- **What to work on**: In the E3 article, how long did the team spend getting the Guild Wars demo ready for the show, and how many hours a day did they work?

Jess Lebow's MMO Story Hour: E3, All Grown Up

A look behind the curtain at some stories from the biggest gaming event of them all: E3. The expo returns hopes to return to its former glory next week.

The Electronic Entertainment Expo, or E3, is happening next week at the L.A. Convention Center. Over the past several years, this show has gone through more than its fair share of ups and downs. When I first learned about it, seven or eight years ago, E3 was the end-all, be-all behemoth of all shows. Everybody who was anybody was there. For three days it was the wild west meets Las Vegas in a “how much money can you spend on your booth” showdown. The noise was outrageous. The exhibition area overflowed onto other floors and into a full second building. Lights flashed. Booth babes posed for pictures, dressed as everyone’s favorite impossibly proportioned game characters. Cars were crashed. Guns were fired. Movies were made, and a good time was had by all.

The first time I went to the show, we were in the early stages for Guild Wars. There was very little game play, really only the basics for three of the classes. We did have good art, and the characters looked fantastic. But the game design was still being iterated and the sound design had only just begun.

We spent two straight weeks working 16+ hours a day, getting the demo ready for the show. Now, it wasn’t just the people on the show floor who were going to see and play the game for the first time. The founders at ArenaNet had too big of balls to do something so small. So instead of doing a controlled demo to a limited number of press and game industry professionals, we instead planned to release the game to the world for a weekend preview.

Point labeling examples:
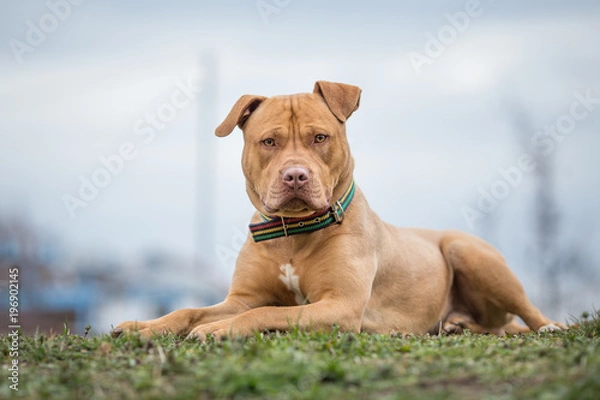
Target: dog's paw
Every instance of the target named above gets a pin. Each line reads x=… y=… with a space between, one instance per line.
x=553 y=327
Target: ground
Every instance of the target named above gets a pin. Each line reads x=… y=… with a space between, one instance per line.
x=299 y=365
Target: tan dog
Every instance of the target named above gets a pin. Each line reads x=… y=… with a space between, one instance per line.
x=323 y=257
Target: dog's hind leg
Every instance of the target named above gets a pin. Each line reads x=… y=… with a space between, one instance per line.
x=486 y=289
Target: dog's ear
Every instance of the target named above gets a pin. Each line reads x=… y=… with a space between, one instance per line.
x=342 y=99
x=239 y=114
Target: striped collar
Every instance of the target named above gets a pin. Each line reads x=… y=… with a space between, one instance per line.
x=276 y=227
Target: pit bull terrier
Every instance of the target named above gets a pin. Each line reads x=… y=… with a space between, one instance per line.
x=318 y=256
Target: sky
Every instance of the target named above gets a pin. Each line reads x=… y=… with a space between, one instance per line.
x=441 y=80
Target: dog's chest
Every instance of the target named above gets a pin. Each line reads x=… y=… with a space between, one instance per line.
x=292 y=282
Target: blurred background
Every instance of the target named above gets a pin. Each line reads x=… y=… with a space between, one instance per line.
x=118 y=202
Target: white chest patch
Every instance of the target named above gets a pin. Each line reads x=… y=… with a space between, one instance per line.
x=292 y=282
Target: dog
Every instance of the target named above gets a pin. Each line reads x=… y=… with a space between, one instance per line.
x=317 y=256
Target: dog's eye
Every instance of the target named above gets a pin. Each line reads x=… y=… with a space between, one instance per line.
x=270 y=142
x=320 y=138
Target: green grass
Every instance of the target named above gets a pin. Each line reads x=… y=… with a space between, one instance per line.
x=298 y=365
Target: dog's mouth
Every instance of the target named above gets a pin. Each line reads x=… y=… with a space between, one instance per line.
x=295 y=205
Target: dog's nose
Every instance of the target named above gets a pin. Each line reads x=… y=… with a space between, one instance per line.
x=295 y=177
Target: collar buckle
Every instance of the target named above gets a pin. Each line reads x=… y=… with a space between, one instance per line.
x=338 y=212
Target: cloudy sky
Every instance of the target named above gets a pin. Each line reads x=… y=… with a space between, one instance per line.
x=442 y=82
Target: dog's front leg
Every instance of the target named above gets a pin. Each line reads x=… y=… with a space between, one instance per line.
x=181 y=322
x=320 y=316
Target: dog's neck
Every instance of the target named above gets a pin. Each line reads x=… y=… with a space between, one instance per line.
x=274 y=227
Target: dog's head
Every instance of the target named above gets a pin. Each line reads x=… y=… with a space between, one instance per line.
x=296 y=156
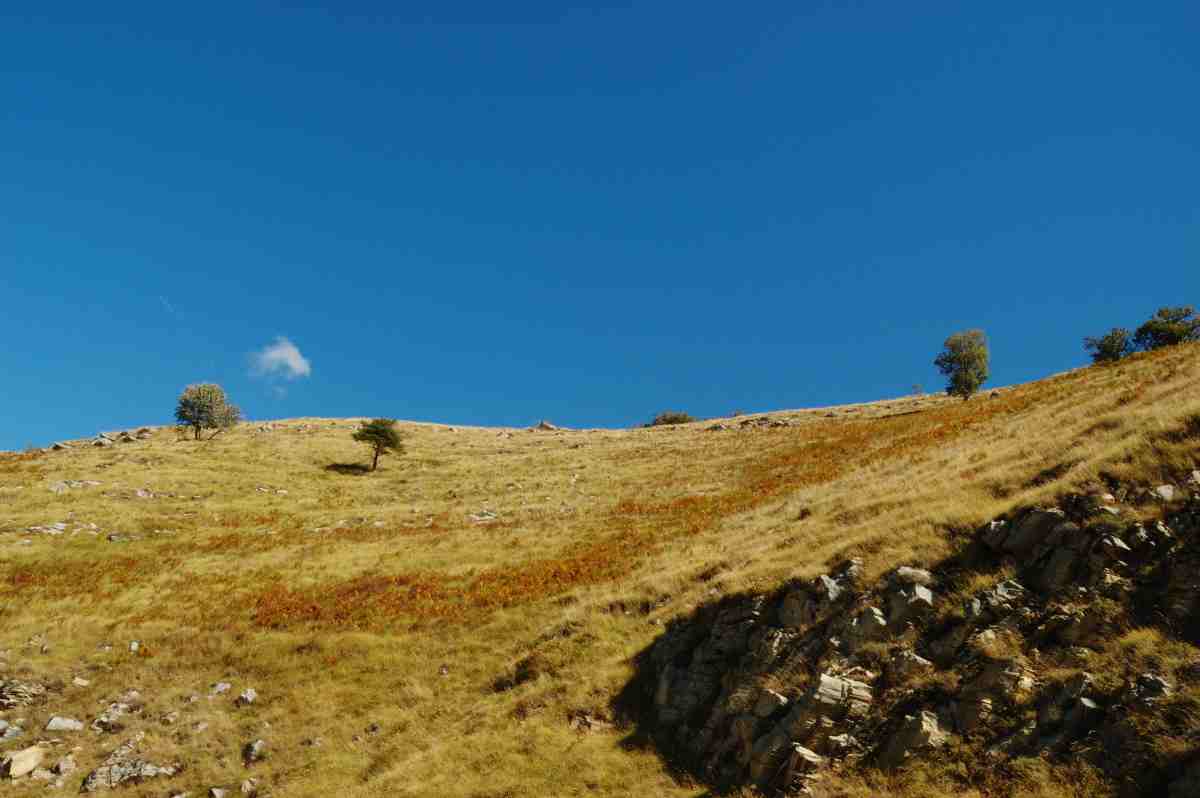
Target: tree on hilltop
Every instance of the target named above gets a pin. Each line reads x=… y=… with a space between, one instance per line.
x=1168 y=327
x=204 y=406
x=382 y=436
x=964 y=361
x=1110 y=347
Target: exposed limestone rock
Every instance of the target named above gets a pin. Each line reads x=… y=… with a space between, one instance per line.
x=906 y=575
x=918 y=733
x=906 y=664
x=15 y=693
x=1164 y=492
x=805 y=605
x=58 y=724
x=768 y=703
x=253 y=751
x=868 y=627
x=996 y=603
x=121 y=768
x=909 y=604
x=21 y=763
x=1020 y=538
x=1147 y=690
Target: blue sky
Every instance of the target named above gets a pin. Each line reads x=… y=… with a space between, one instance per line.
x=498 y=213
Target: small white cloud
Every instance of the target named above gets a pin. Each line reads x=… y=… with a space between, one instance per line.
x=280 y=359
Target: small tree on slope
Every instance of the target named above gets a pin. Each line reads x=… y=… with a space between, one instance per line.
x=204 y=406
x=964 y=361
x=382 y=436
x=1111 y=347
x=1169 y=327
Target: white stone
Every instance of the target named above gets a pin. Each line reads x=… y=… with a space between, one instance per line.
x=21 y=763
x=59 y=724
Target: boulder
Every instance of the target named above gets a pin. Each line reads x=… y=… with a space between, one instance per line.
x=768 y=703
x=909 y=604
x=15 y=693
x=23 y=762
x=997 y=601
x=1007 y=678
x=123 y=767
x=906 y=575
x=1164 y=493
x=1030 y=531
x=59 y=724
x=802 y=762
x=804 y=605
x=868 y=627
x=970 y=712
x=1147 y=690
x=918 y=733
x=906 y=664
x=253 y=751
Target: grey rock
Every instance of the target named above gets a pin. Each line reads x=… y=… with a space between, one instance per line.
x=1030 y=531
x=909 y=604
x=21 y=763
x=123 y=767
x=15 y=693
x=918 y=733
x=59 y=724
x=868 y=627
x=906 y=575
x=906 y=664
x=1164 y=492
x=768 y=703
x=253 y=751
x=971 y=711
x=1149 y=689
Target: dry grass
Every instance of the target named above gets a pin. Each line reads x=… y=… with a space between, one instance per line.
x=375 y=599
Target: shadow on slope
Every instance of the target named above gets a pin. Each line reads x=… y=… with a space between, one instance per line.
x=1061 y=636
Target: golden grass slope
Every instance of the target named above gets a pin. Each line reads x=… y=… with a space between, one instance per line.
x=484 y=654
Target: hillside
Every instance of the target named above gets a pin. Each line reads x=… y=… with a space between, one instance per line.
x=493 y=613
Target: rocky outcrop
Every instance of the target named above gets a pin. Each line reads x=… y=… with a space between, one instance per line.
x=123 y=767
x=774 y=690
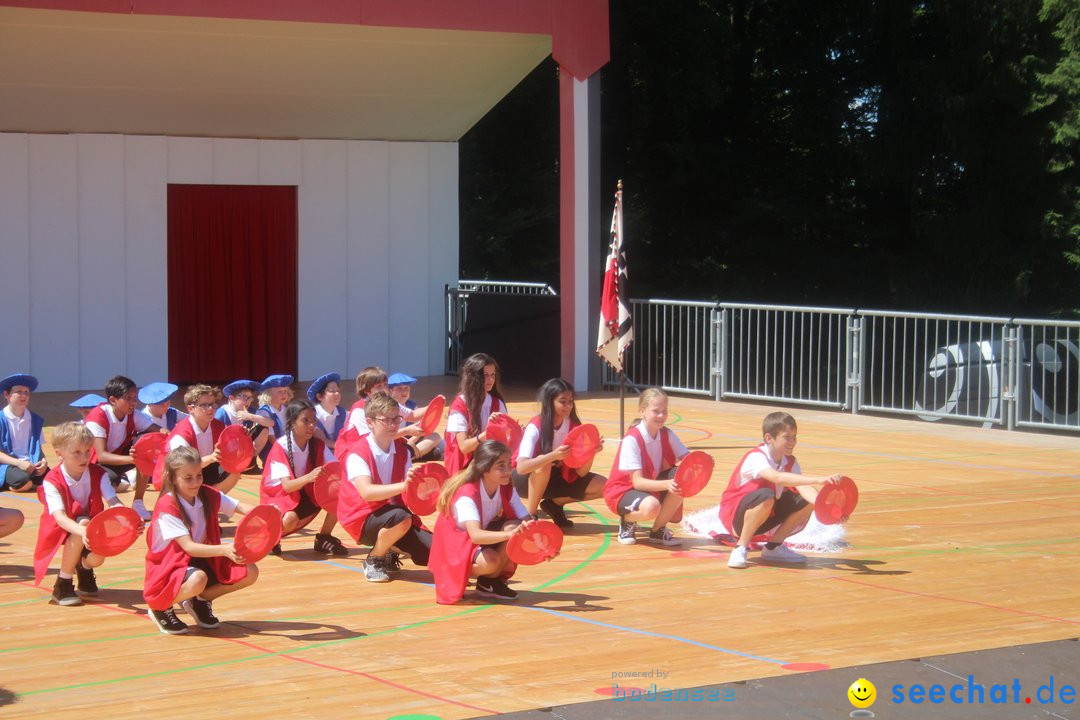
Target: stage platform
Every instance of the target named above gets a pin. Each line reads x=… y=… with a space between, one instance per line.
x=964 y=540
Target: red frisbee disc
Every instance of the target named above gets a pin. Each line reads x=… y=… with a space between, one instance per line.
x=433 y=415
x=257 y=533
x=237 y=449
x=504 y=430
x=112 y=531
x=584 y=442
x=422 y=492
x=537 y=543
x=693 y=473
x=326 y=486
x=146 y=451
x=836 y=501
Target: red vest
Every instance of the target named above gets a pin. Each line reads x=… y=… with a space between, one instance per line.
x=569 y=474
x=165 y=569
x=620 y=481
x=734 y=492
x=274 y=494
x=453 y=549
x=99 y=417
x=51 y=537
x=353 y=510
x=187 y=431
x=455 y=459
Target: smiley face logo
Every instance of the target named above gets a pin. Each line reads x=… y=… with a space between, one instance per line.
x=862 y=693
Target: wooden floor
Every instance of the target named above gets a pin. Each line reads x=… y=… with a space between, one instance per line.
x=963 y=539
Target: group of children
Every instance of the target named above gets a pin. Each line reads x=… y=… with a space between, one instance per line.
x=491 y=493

- **Worked answer**: Two straight weeks, working 16+ hours a day.